◆ Data for review:

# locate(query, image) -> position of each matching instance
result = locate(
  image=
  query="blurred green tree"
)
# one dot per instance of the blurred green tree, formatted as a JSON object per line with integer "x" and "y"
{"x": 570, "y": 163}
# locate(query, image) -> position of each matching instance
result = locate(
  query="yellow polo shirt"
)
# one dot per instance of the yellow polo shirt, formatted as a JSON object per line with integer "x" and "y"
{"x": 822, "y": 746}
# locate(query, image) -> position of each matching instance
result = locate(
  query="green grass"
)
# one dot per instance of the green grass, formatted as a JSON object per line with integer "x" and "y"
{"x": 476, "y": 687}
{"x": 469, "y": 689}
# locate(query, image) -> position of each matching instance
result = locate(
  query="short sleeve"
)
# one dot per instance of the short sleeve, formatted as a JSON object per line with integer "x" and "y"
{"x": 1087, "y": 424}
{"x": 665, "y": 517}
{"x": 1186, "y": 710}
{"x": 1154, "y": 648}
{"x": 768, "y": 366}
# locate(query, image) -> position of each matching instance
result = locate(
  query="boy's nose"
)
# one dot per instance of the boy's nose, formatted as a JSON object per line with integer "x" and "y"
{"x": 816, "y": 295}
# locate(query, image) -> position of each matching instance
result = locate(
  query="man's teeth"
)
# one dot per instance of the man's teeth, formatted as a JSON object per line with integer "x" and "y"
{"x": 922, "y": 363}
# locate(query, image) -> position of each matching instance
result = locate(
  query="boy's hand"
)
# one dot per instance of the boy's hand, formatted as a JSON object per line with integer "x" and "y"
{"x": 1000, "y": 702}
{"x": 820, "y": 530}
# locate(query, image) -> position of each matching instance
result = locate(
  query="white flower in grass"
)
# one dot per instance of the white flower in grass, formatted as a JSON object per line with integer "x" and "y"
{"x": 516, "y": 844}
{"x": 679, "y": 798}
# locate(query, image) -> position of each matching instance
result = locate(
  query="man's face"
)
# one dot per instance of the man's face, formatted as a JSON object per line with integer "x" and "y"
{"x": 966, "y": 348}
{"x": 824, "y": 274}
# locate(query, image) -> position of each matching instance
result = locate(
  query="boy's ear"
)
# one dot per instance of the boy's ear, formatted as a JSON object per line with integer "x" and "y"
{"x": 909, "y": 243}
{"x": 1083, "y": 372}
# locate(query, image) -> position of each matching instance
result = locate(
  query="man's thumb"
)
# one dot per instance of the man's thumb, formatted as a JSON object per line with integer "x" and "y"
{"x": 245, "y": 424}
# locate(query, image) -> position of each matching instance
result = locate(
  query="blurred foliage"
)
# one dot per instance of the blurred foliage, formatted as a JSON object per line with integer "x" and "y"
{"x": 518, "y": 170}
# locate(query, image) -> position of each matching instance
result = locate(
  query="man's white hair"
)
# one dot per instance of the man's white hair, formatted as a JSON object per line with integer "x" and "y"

◆ About this task: Could you print all of the data above once more, unaltered?

◆ Solved exercise:
# locate(query, image) -> position of each matching instance
result = locate(
  image=
  query="blurred green tree"
)
# one dot per instance of the blurred green tree, formatted as a JSON object per line with integer "x" and "y"
{"x": 570, "y": 163}
# locate(query, image) -> position of each matching instance
result = locate(
  query="yellow polo shirt"
)
# one dot per instance of the yellow polo shirt, formatted as a JSON object per line with integer "x" and "y"
{"x": 822, "y": 746}
# locate(query, image) -> position of each matching instance
result = locate(
  query="green grass"
)
# one dot per instance of the green grass, formatted as a JSON object per line with integer "x" and "y"
{"x": 476, "y": 687}
{"x": 469, "y": 689}
# locate(query, image) -> position of each matching instance
result = locate(
  query="short sleeve"
)
# one dot per instance of the short sleeve, formatted as a JSON object per line with integer "x" and "y"
{"x": 1087, "y": 424}
{"x": 665, "y": 517}
{"x": 1186, "y": 710}
{"x": 1154, "y": 648}
{"x": 768, "y": 366}
# locate(query, image) -> position of each matching instance
result = locate(
  query="boy's nose"
)
# one dot per instance of the boy's nose, formatted as a JSON object per line with integer "x" and "y"
{"x": 816, "y": 295}
# locate(query, image) -> position of each matching instance
result = locate(
  query="man's teeth"
)
# one dot per instance of the man's teeth, formatted as a JSON object per line with integer "x" and "y"
{"x": 922, "y": 363}
# locate(query, image) -> position of each matching instance
result = locate(
  query="boy's hand"
)
# one dot per instance of the boy's hand, formatted as a JSON object per line with integer "x" and "y"
{"x": 1000, "y": 702}
{"x": 820, "y": 530}
# locate(query, image) -> position of each matching instance
result = locate(
  query="white flower in grass"
)
# one dot per instance of the white flower in grass, formatted as a JSON object per line with integer "x" and "y"
{"x": 516, "y": 844}
{"x": 679, "y": 798}
# locate(query, image) -> position of each matching instance
result = locate(
  query="man's face"
)
# one dot per instance of the man's face, formatted as a JSON object per line with integer "x" and "y"
{"x": 966, "y": 348}
{"x": 824, "y": 274}
# locate(query, image) -> position of each matching instance
result = locate(
  query="boy's ear"
)
# one dot per instance of the boy's ear, formatted as a JSON object per line with integer "x" and "y"
{"x": 909, "y": 243}
{"x": 1083, "y": 372}
# locate(query, image) -> position of each matching instance
result = locate(
  query="man's thumb"
)
# one dot per instance of the man's thumb, formatted as a JSON object per line with integer "x" and "y"
{"x": 245, "y": 424}
# locate(query, image) -> position of each matching instance
result = locate(
  query="blurred foliage"
)
# one dot per instance of the blurred foliage, formatted as a JSON object per line with integer "x" and "y"
{"x": 518, "y": 170}
# locate(query, image) -> position of each matching instance
result = locate(
  query="man's white hair"
)
# one dot per instance of the man's white hair, formatted as a JSON object per line with integer "x" and "y"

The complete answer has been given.